Material for this task below:
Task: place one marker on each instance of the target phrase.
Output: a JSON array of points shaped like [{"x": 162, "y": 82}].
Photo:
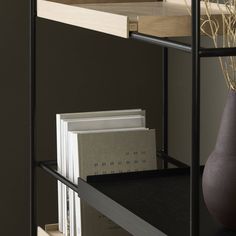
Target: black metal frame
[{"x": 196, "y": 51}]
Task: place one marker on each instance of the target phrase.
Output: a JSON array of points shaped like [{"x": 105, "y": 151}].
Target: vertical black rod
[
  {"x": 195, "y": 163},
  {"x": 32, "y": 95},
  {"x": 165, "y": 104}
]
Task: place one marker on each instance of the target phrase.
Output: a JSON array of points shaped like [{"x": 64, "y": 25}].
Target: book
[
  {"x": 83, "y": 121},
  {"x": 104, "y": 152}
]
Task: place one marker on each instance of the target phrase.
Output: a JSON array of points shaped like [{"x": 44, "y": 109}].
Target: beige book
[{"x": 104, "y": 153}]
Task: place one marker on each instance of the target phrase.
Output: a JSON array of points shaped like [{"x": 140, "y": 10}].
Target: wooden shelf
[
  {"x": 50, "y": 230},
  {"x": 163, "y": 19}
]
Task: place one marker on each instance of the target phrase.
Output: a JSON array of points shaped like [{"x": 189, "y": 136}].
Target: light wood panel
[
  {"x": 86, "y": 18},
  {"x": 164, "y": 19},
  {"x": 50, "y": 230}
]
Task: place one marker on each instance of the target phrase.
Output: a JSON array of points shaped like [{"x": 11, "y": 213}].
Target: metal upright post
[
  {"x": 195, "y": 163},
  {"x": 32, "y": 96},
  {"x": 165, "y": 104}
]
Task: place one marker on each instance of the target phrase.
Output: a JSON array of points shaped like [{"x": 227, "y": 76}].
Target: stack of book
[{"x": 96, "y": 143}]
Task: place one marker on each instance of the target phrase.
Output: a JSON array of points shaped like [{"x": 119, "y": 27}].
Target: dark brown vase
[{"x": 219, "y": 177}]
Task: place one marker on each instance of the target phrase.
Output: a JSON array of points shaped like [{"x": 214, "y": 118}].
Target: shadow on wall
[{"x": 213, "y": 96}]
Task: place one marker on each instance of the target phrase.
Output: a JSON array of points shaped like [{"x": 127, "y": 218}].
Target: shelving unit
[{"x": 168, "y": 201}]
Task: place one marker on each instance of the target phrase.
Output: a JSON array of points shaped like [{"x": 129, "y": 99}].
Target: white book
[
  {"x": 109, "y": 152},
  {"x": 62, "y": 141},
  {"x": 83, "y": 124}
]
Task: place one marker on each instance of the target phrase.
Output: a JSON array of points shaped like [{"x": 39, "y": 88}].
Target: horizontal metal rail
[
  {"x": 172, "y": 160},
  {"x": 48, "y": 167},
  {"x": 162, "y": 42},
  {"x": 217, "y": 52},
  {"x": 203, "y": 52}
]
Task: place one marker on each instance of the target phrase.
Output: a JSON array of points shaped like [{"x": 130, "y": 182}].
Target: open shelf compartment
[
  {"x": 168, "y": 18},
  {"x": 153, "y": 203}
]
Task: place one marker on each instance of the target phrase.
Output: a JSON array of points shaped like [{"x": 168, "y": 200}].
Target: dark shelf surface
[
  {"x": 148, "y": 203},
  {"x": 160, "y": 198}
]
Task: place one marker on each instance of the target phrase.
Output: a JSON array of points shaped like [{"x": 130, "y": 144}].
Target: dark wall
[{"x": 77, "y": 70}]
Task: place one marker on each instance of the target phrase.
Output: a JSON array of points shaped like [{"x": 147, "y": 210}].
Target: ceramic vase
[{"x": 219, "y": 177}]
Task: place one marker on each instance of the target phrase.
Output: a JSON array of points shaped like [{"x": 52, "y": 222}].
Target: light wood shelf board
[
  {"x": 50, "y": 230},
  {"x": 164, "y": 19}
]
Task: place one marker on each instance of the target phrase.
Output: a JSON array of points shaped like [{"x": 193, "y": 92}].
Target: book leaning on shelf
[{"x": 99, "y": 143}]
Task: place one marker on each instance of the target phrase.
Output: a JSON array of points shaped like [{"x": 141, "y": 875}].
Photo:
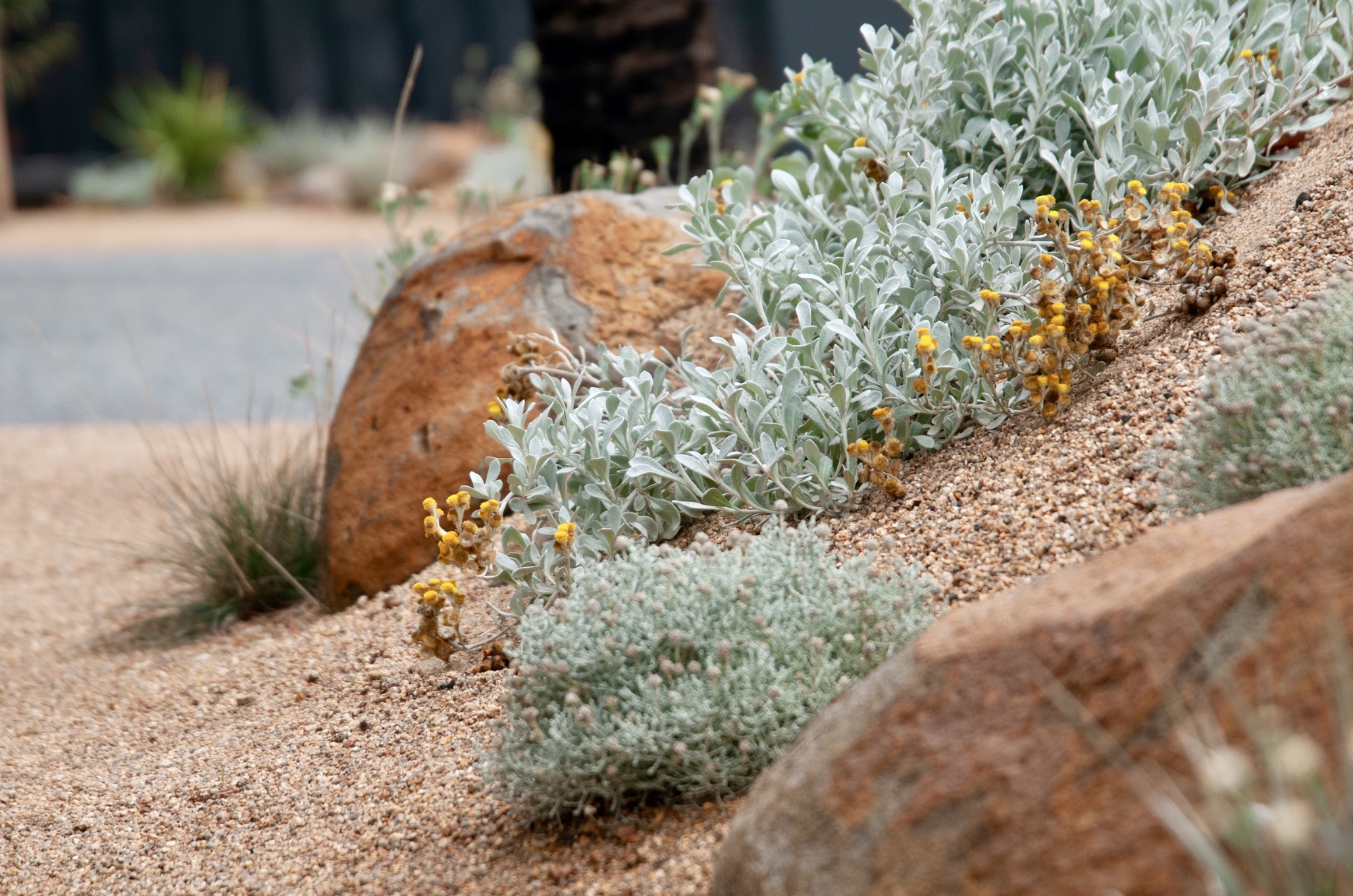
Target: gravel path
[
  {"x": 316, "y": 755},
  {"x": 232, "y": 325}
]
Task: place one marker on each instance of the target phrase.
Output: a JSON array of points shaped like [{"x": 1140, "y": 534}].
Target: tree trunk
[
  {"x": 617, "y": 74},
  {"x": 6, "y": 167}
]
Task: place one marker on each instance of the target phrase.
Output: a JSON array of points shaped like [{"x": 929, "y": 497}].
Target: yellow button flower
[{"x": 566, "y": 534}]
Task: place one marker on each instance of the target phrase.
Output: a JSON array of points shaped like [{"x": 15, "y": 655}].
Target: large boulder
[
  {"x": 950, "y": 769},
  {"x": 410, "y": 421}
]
End of Material for this task.
■ What you should do
Reproduce all the entries that precede this task, word for word, minus any pictures.

■ Exercise answer
Task: place one marker on each instance of the target phrase.
Output: a JSON array of points shaped like [{"x": 162, "y": 82}].
Photo:
Target: black metal frame
[{"x": 196, "y": 51}]
Task: place one marker on each instance of the target phrase.
Output: a JSON array of points shaped like [{"x": 105, "y": 151}].
Target: vertical black rod
[
  {"x": 195, "y": 163},
  {"x": 32, "y": 95},
  {"x": 165, "y": 104}
]
Task: place one marker on each instance of the target phrase.
Output: a JSON array of points shaped like [{"x": 64, "y": 25}].
Target: book
[
  {"x": 83, "y": 121},
  {"x": 104, "y": 152}
]
Task: place one marker on each instance of the target phrase.
Output: a JSON array of points shaped like [{"x": 44, "y": 109}].
Target: beige book
[{"x": 104, "y": 153}]
Task: place one marker on each instance of the target phrase.
Output: a JSON array of points shaped like [{"x": 140, "y": 10}].
Target: wooden shelf
[
  {"x": 50, "y": 230},
  {"x": 163, "y": 19}
]
Task: place one marker on each instance of the target phrase.
Output: a JSON array of points shaped like [{"x": 189, "y": 136}].
Target: light wood panel
[
  {"x": 86, "y": 18},
  {"x": 164, "y": 19},
  {"x": 50, "y": 230}
]
Task: place one marker on each instance of the target phrase.
Output: a JSON array of points shaped like [{"x": 11, "y": 213}].
Target: metal upright post
[
  {"x": 195, "y": 163},
  {"x": 32, "y": 96},
  {"x": 165, "y": 104}
]
Task: place one marker on each instance of the target phrase.
Output: a JSON array of points shaped like [{"x": 227, "y": 76}].
Target: stack of book
[{"x": 96, "y": 143}]
Task: place one marker on each instance of the target phrase.
Output: a JSON array of points shaped like [{"x": 119, "y": 27}].
Target: dark brown vase
[{"x": 219, "y": 177}]
Task: place one marker on each instance of the target phrase.
Output: a JSON array of points shaped like [{"x": 214, "y": 118}].
Target: shadow on wall
[{"x": 213, "y": 96}]
Task: place one marker on each instance of the target phrase.
Output: a JSON array of points shaped like [{"x": 127, "y": 218}].
Target: shelving unit
[{"x": 168, "y": 201}]
Task: place one marker on each instance of the target phrase.
Output: a JSON array of points shaped like [{"x": 129, "y": 99}].
Target: white book
[
  {"x": 109, "y": 152},
  {"x": 62, "y": 141},
  {"x": 83, "y": 124}
]
Task: place one marker on each instance of the target phrase.
Output: a JSON array of points shaped like [{"x": 39, "y": 88}].
Target: horizontal metal rail
[
  {"x": 172, "y": 160},
  {"x": 48, "y": 167},
  {"x": 162, "y": 42},
  {"x": 217, "y": 52},
  {"x": 203, "y": 52}
]
Task: place one marker on each instance of the target phrase.
Output: a JSON array of points shaped like [{"x": 130, "y": 182}].
Target: open shelf compartment
[
  {"x": 168, "y": 18},
  {"x": 153, "y": 203}
]
Task: place one marker on each instance of the target phrase.
Output: a JSON array of points shaped like [{"x": 168, "y": 200}].
Target: dark shelf surface
[
  {"x": 148, "y": 203},
  {"x": 160, "y": 198}
]
Task: place one marker on each instance of the target phrase.
Output: a JSON array of points shaped like [{"x": 130, "y": 144}].
Target: dark wall
[{"x": 77, "y": 70}]
Task: place one marker on each instance of the target phrase.
Output: a JSON array of points shaped like [{"x": 147, "y": 210}].
Target: ceramic vase
[{"x": 219, "y": 177}]
Task: place one marker on each instance of the target phrase.
Output: a JSON array of points shaped like [{"x": 52, "y": 222}].
Target: light wood shelf board
[
  {"x": 50, "y": 230},
  {"x": 164, "y": 19}
]
Task: place one marker on each instance of the target phrase.
Output: a JSON array of points shaped like [{"x": 193, "y": 92}].
Target: book leaning on shelf
[{"x": 99, "y": 143}]
Task: place one marker on each instance of the target phrase.
Output: a JSON array of points shaped like [{"x": 141, "y": 875}].
Photo:
Target: gravel path
[
  {"x": 316, "y": 755},
  {"x": 232, "y": 325}
]
Task: place one marker on each instance of the target phrase.
Output: a JSON array of points shaped like [{"x": 1140, "y": 534}].
Target: tree trunk
[
  {"x": 617, "y": 74},
  {"x": 6, "y": 167}
]
Task: place one marker on each instance of the target phrase.
Output: a JSON array of points shaped like [{"x": 929, "y": 497}].
Target: yellow button flower
[{"x": 566, "y": 534}]
Task: place one marker on each instance of the target phrase.
Output: a JSON array of points shaped like [{"x": 15, "y": 655}].
Target: large boulder
[
  {"x": 950, "y": 769},
  {"x": 410, "y": 421}
]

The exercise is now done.